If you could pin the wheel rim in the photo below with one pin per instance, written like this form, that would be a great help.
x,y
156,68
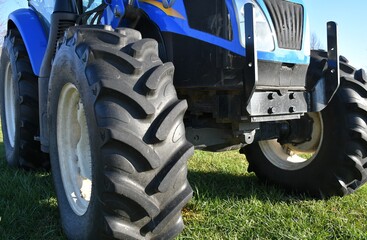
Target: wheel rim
x,y
10,104
74,149
294,157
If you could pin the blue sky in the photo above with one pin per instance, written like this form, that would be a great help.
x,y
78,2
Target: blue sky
x,y
351,17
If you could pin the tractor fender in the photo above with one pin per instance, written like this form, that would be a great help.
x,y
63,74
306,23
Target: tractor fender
x,y
33,35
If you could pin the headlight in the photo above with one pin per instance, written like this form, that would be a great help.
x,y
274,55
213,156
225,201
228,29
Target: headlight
x,y
264,35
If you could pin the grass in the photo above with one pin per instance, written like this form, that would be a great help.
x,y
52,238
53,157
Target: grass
x,y
228,203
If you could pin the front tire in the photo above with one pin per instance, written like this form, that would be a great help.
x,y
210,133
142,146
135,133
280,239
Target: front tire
x,y
334,161
117,139
19,105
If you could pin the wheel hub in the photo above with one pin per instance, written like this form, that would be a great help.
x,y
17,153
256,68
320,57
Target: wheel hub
x,y
295,156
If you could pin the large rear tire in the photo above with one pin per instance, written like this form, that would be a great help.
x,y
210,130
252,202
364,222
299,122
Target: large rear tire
x,y
117,140
19,105
334,161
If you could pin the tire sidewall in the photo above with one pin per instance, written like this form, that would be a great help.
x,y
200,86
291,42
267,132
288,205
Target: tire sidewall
x,y
71,70
319,175
11,152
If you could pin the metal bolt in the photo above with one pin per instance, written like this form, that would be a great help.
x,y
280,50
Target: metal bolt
x,y
271,96
271,110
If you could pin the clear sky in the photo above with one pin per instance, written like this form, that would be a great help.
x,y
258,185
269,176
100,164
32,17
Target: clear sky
x,y
351,17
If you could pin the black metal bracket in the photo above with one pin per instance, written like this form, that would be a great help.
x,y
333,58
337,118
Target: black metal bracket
x,y
329,84
333,74
251,69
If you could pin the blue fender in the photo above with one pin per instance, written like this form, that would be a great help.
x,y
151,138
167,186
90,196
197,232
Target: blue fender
x,y
33,34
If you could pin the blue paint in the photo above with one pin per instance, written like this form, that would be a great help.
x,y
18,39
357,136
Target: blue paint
x,y
34,37
181,26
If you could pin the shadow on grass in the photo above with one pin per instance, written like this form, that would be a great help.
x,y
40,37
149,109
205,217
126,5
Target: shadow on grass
x,y
218,185
28,208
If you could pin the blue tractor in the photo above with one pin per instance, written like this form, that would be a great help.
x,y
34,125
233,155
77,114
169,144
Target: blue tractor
x,y
114,95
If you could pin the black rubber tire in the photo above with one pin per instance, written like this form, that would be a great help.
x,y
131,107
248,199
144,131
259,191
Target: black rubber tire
x,y
25,152
339,167
138,146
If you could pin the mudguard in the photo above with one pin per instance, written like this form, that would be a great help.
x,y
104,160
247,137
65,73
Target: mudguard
x,y
33,34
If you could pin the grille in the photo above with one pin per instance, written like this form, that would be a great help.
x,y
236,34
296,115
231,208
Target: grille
x,y
288,22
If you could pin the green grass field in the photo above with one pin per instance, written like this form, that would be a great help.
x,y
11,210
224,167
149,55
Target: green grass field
x,y
228,203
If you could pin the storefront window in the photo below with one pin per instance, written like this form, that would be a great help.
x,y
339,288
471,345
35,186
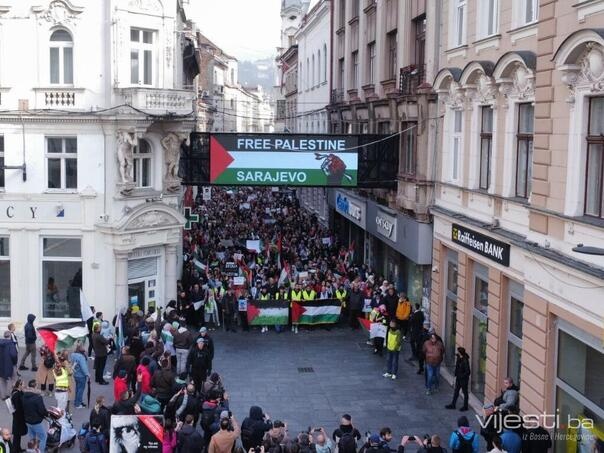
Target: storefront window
x,y
451,310
479,330
4,279
579,394
61,277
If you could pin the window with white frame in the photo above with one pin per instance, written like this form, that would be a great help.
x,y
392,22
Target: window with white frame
x,y
516,309
141,56
486,146
1,161
61,58
354,73
459,22
594,172
62,162
456,138
488,23
371,66
528,11
524,146
4,278
61,277
142,164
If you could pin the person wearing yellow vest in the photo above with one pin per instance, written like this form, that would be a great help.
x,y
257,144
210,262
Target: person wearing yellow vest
x,y
394,341
342,295
264,296
61,377
296,297
403,313
281,295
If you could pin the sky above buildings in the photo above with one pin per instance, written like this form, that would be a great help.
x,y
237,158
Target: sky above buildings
x,y
246,29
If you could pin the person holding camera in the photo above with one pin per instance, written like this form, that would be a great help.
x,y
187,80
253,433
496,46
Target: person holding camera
x,y
322,442
429,444
224,439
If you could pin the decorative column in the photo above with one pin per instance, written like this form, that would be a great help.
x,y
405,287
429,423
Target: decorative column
x,y
170,281
121,279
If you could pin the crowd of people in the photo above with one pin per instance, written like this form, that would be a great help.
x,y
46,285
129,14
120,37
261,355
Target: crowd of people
x,y
164,358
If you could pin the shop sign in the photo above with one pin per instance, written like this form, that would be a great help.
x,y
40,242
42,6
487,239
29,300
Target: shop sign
x,y
483,245
386,225
348,208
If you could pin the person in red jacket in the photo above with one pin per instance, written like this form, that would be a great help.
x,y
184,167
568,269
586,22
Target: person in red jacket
x,y
143,371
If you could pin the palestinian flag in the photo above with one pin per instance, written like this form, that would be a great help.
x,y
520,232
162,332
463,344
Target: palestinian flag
x,y
63,335
267,312
375,329
311,312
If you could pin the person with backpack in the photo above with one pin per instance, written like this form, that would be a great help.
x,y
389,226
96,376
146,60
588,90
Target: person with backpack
x,y
346,436
224,440
30,343
462,379
394,342
403,313
253,428
463,439
95,441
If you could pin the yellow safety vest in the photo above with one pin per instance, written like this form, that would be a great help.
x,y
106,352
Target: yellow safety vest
x,y
309,296
61,381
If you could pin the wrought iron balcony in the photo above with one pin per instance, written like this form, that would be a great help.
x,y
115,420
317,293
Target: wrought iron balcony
x,y
337,96
411,77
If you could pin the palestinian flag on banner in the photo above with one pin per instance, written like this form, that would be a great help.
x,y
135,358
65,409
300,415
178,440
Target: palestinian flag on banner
x,y
311,312
267,312
63,335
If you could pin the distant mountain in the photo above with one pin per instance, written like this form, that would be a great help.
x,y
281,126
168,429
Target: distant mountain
x,y
259,72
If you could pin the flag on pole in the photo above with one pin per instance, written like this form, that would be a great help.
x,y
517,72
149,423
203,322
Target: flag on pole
x,y
85,309
63,335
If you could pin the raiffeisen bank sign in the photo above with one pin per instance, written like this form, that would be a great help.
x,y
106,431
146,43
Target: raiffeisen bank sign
x,y
283,160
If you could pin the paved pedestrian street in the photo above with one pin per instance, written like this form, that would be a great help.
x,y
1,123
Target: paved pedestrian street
x,y
311,379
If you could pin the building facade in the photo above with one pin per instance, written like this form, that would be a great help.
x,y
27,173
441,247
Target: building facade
x,y
380,59
90,137
519,185
314,57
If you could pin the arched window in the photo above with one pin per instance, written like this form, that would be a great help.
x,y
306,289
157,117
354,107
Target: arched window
x,y
61,58
324,62
142,164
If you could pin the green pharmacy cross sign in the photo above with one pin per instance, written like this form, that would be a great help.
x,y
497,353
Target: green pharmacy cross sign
x,y
191,218
283,160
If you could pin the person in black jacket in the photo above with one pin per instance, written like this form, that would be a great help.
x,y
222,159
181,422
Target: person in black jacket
x,y
100,417
19,426
198,363
30,343
34,412
189,439
462,378
254,427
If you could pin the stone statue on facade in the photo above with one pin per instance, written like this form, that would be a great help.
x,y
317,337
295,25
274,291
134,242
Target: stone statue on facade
x,y
126,141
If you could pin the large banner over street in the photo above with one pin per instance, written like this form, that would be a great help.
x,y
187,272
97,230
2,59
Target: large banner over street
x,y
283,160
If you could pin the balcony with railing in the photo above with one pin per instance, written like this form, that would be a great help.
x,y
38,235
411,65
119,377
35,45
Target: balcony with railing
x,y
411,77
159,101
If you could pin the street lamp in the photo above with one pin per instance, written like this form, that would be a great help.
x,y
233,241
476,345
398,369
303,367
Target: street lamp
x,y
588,250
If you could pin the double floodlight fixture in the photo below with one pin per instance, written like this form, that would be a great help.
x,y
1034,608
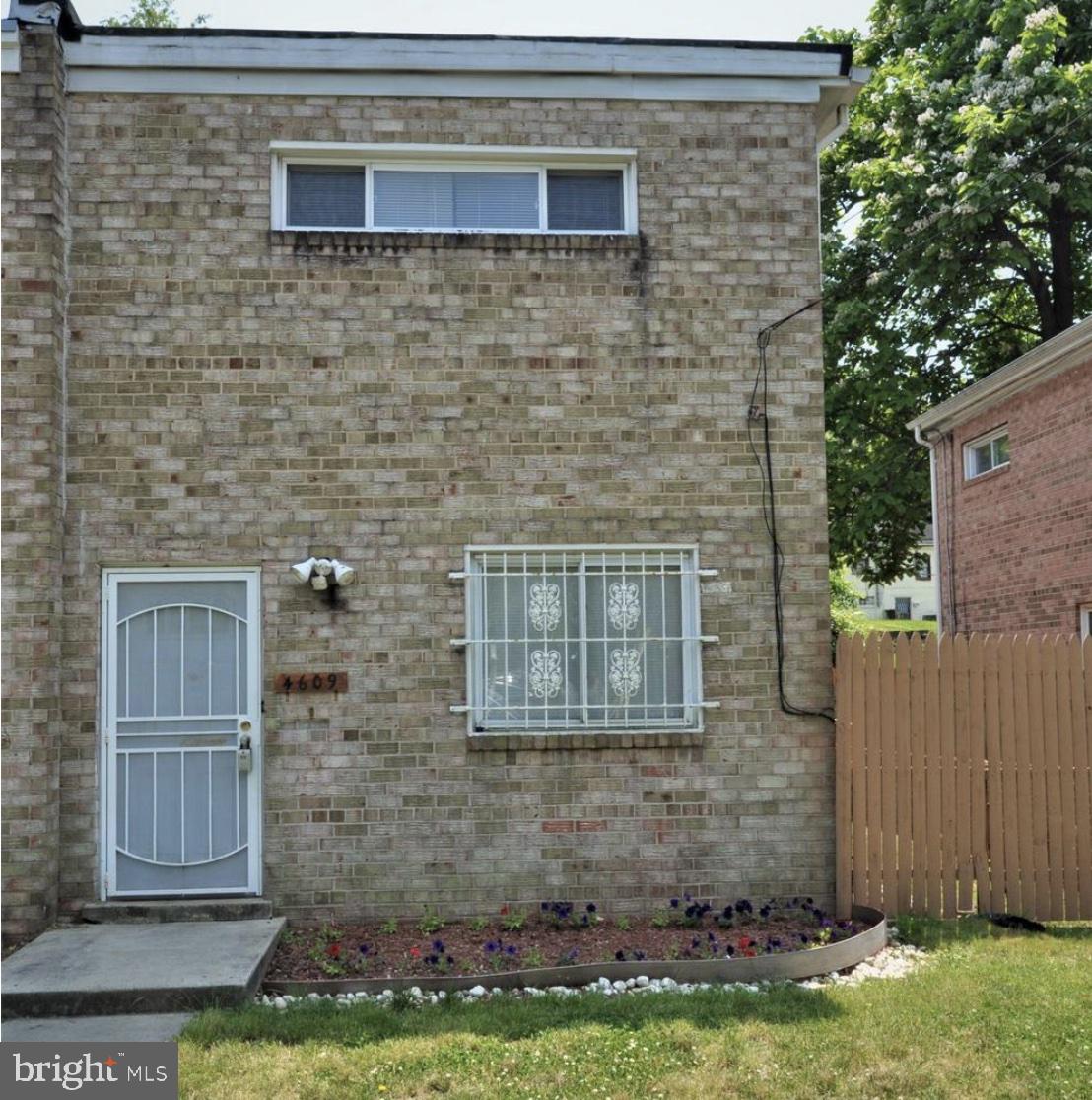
========================================================================
▸ What you need to do
Reproduce verbatim the lines of the records from the line containing "If you could pin the double" through the end of the records, both included. Omit the pictures from the output.

▸ Correct result
If you could pin the double floodlight fixture in the photo below with one pin per instance, written like this form, that would be a great help.
x,y
1034,608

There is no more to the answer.